Short task.
Recast the stretch of the material below, from the line containing "Task: where can the bare" through the last line of the material, as a numbered list with blank lines left out.

Data for the task.
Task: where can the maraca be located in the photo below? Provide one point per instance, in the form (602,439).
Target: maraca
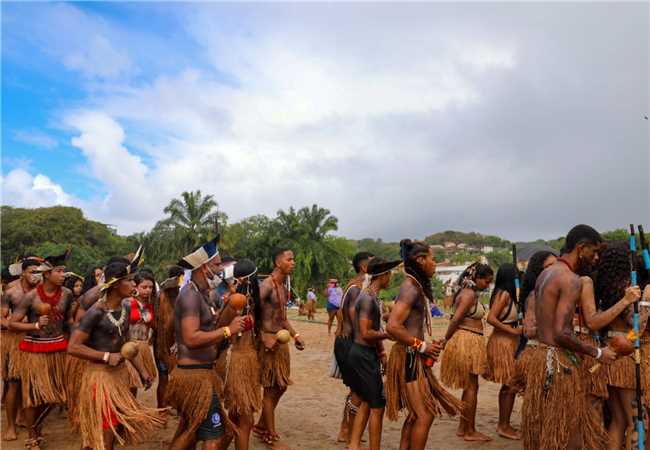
(43,309)
(283,336)
(237,301)
(621,345)
(129,350)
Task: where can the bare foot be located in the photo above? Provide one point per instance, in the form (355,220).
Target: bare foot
(9,435)
(475,436)
(509,433)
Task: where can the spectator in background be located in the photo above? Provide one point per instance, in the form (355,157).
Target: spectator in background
(334,295)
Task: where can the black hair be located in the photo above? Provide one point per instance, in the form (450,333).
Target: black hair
(613,276)
(533,270)
(71,280)
(174,271)
(115,269)
(581,234)
(505,281)
(116,259)
(409,251)
(29,263)
(145,274)
(89,281)
(279,252)
(359,258)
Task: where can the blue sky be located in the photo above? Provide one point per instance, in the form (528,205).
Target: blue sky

Result.
1. Task: where can the bare foot be located in the photo above? Provide one point per instance, in the form (355,220).
2. Target: bare foot
3. (9,435)
4. (475,436)
5. (509,433)
6. Task: where can the spectator in background be located in the photo above? Provide one point per instance, in the form (355,157).
7. Target: spectator in background
8. (334,295)
9. Task: where can the black hair be located in the photo above? Provide one point per instance, in the form (450,333).
10. Target: black hair
11. (613,276)
12. (533,270)
13. (71,280)
14. (174,271)
15. (115,269)
16. (581,234)
17. (505,281)
18. (116,259)
19. (409,251)
20. (29,263)
21. (145,274)
22. (89,281)
23. (279,252)
24. (359,258)
25. Task: where can the blue sky be located in the photo above? Provide one point per instance, in the form (528,205).
26. Target: blue sky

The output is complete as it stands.